Beating the Odds at Heart & Hands

Finger Lakes Wineries

 

The word “crazy” seems to come up a lot when discussing Finger Lakes winemaking with Susan Higgins. In 2007, Susan and her husband Tom founded Heart & Hands Wine Company in Union Springs, one of the first Finger Lakes wineries on the East Shore of Cayuga Lake.

People said they were crazy.

After fifteen growing seasons, producing award-winning wines and continuing to expand both their production capacity and their creativity, the success of Heart & Hands has silenced the skeptics. But making wine in the Finger Lakes can still seem crazy.

Pinot Noir grapes at Heart & Hands Wine Company

“You have a plan for what you’re going to do for the first harvest season, and then the first grapes are picked and everything changes because the weather has changed,” says Susan. “You just throw your plan out the window and ad-hoc it.”

With its short growing season and challenging winters, the Finger Lakes was always an unlikely place to grow world-class wine grapes. The recent trends in climate change have added an extra dimension of uncertainty to an already precarious process.

“If you talk to farmers of any crop in the region, the thing they will tell you is that the seasonal volatility is the biggest challenge of all,” says Susan. “So you have years like 2014, when the jetstream was behaving a lot differently than we’re used to… in the month of January, it was warmer in Anchorage, Alaska, than it was in the Finger Lakes. You had this big polar vortex that was dipping down and bringing this really cold weather… that can mean that the vines get too cold and can’t survive. Every year there’s sort of a different pattern. And every year that different pattern is getting more extreme.”

Free-text descriptions of objects:

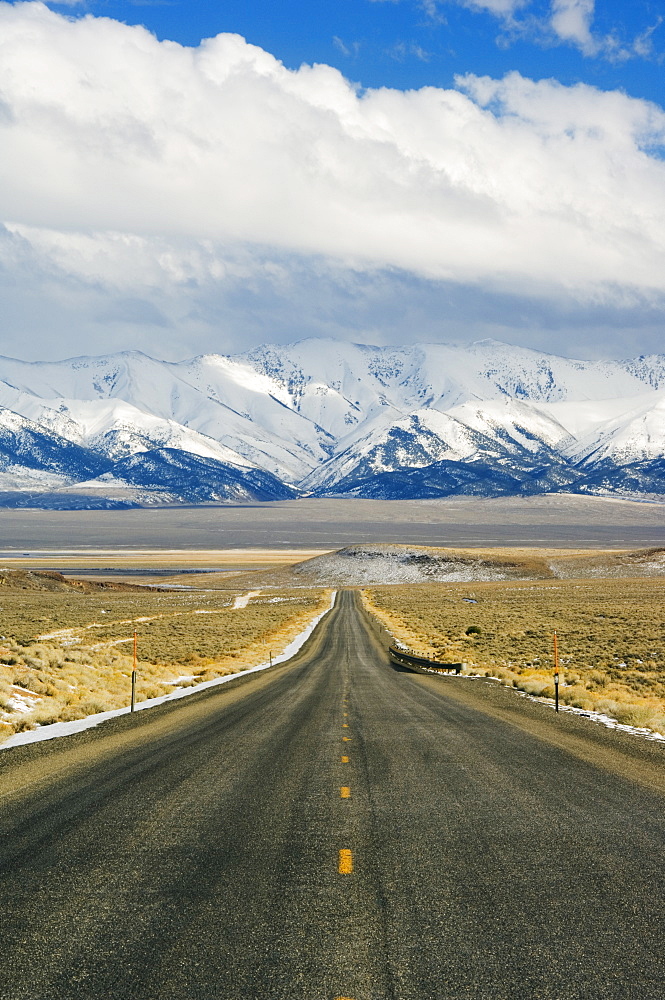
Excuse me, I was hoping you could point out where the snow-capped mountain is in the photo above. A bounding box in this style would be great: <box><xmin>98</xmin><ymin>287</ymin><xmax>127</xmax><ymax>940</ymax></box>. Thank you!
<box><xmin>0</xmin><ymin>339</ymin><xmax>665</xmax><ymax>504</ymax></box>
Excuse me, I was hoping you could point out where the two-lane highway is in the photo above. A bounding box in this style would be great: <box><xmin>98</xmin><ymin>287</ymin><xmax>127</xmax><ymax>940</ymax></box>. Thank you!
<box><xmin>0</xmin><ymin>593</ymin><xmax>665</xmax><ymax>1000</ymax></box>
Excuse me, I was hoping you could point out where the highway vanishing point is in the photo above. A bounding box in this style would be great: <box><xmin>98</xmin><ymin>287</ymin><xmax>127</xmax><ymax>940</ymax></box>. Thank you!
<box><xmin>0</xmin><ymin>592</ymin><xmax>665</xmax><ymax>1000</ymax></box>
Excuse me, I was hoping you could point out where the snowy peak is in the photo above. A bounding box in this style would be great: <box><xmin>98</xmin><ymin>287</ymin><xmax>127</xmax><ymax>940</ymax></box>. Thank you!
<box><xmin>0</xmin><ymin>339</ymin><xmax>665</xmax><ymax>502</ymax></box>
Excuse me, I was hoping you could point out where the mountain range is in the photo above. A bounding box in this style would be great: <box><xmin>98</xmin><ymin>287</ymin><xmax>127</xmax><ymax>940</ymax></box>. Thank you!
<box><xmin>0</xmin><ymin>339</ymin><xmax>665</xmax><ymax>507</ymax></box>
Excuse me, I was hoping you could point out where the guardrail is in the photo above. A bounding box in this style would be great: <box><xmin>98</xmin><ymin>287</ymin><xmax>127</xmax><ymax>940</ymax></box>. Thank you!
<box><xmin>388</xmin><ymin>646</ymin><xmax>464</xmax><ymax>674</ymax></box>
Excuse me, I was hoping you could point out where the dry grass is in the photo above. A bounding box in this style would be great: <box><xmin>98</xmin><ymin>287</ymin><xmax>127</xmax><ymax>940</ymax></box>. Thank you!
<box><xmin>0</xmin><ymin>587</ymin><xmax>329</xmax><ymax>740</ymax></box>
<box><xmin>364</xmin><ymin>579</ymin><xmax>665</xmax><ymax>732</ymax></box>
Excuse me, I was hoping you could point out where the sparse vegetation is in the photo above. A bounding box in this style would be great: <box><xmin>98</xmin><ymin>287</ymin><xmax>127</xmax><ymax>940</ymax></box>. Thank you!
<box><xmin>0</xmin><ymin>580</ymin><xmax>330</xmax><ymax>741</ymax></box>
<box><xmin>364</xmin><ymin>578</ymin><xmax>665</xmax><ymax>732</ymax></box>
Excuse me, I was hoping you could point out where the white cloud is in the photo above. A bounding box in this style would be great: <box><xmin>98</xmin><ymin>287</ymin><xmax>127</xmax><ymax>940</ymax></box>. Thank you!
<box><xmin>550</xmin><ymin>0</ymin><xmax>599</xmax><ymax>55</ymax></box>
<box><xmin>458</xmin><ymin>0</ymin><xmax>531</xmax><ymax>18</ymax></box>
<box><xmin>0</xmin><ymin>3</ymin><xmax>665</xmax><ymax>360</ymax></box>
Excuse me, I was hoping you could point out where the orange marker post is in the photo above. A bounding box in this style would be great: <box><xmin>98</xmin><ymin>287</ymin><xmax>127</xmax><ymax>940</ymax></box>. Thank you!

==

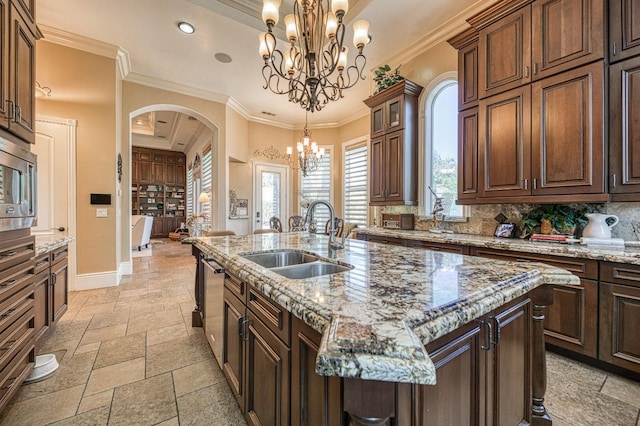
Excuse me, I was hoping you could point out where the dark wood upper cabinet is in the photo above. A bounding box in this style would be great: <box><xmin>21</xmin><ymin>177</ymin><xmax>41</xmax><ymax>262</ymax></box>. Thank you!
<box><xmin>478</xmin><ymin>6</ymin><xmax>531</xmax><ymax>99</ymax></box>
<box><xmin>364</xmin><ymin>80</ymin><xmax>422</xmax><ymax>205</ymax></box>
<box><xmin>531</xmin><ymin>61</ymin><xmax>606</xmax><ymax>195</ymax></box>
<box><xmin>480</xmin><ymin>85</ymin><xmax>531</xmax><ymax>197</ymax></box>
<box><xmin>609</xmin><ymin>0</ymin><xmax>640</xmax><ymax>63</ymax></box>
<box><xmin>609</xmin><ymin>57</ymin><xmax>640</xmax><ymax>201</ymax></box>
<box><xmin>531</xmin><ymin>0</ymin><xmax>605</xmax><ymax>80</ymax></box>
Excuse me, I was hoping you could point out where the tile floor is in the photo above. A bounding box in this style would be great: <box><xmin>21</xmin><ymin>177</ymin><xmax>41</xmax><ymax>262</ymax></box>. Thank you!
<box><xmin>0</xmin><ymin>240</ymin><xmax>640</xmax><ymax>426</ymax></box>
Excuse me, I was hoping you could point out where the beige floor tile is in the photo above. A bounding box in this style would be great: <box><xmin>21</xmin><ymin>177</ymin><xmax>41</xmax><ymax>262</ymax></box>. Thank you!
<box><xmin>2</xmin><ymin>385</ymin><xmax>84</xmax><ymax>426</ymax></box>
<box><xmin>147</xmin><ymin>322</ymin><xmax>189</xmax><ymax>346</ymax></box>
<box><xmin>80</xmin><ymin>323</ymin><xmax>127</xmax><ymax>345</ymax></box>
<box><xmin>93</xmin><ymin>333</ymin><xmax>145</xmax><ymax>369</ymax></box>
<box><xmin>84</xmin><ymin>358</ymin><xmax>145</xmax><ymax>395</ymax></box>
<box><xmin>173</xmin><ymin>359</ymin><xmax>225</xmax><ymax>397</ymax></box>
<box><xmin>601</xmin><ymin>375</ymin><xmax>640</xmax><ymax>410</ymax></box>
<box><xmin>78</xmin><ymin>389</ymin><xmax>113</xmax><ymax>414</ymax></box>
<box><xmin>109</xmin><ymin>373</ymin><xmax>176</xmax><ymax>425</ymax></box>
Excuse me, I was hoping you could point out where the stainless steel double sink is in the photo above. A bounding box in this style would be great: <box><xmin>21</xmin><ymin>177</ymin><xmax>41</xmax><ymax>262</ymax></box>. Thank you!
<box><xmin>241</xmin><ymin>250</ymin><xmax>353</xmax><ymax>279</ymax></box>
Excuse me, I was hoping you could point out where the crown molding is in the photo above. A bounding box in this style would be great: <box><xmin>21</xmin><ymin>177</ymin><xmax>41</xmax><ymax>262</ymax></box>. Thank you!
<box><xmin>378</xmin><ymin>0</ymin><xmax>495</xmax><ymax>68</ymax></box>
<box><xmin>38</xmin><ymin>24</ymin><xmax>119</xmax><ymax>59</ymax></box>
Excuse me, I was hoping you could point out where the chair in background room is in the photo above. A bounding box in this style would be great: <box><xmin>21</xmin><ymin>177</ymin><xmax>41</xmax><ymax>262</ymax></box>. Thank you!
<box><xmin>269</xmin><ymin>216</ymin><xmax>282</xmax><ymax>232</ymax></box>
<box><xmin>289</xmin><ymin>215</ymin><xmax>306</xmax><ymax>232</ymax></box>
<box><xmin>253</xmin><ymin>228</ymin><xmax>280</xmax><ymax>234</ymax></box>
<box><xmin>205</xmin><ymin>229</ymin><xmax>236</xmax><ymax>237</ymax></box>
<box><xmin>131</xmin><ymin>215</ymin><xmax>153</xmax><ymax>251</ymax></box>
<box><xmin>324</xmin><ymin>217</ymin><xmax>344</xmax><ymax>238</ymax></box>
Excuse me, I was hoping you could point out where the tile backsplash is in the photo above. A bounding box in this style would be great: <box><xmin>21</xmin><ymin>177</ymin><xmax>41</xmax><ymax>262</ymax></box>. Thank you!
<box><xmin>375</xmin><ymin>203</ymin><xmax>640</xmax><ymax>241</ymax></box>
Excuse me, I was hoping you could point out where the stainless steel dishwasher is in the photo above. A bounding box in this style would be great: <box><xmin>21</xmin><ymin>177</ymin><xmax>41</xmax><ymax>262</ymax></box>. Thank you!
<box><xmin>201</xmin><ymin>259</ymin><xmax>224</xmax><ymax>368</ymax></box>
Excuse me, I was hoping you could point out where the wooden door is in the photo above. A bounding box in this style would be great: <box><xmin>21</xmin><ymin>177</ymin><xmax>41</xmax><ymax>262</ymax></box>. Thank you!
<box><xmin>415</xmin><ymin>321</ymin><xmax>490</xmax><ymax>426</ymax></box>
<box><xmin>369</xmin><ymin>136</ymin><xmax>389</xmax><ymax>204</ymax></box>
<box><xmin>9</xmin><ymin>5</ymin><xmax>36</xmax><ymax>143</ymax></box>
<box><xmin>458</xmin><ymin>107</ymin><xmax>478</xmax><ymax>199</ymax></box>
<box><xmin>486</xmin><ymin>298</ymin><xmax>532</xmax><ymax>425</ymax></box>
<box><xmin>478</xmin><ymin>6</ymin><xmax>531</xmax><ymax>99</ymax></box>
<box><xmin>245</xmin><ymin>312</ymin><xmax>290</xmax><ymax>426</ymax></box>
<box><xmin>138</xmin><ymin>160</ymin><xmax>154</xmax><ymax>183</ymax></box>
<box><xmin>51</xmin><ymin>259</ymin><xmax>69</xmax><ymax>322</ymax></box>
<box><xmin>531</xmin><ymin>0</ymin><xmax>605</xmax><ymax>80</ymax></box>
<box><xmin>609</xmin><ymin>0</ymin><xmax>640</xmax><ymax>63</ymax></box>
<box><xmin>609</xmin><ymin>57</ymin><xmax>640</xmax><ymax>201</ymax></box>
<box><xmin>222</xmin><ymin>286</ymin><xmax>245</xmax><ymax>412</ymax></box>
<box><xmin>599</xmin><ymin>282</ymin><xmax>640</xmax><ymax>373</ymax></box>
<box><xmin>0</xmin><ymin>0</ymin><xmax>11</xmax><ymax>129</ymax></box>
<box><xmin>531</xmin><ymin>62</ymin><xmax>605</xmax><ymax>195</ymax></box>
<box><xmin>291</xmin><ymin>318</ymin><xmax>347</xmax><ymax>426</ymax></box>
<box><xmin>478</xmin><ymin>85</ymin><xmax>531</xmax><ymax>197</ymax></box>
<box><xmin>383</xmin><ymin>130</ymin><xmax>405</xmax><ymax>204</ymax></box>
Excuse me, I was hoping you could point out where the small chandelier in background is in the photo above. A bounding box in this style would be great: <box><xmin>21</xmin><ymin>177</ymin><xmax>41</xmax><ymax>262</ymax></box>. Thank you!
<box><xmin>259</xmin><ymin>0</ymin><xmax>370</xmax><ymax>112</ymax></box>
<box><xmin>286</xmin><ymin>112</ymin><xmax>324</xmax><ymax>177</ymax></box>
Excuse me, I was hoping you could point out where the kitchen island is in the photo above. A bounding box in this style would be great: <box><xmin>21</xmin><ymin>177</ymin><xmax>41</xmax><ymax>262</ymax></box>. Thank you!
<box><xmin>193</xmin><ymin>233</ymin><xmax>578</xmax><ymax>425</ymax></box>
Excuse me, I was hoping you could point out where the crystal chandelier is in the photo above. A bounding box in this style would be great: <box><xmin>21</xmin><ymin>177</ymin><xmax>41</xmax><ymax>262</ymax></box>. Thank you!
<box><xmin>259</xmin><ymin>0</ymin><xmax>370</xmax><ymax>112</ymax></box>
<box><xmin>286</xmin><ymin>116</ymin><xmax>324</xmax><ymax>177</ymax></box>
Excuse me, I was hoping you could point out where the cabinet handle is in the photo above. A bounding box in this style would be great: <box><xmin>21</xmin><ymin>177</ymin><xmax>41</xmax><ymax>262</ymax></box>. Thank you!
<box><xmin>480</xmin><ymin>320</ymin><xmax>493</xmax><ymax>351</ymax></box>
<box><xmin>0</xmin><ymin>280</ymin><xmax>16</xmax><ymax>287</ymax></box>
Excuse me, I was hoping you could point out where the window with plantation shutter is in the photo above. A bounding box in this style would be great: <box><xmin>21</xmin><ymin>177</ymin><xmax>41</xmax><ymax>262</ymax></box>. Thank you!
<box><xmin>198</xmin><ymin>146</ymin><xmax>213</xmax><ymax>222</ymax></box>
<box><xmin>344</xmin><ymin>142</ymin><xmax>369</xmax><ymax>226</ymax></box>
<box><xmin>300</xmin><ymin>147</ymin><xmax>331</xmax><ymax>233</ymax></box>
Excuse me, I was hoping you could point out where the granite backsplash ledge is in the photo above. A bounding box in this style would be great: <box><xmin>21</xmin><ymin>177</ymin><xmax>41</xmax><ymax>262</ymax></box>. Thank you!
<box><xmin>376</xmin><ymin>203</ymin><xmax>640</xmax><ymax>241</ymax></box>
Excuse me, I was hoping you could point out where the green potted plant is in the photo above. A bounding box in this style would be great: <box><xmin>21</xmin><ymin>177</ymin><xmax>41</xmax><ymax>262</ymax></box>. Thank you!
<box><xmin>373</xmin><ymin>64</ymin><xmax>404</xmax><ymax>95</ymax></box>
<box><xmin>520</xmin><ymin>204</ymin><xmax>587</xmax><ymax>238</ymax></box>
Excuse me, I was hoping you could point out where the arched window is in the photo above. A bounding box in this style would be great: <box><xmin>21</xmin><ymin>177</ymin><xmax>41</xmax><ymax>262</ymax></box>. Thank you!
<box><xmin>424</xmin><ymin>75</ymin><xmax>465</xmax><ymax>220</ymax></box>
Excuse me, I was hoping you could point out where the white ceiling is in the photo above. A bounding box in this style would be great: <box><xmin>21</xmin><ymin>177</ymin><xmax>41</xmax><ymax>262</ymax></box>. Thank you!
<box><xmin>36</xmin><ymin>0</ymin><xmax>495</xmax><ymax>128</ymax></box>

_TASK TO CARRY OUT_
Reproduce the passage from the article about Heart & Hands Wine Company verbatim, from "With its short" to "already precarious process.". The records have no connection to the text.

_ANSWER BOX_
With its short growing season and challenging winters, the Finger Lakes was always an unlikely place to grow world-class wine grapes. The recent trends in climate change have added an extra dimension of uncertainty to an already precarious process.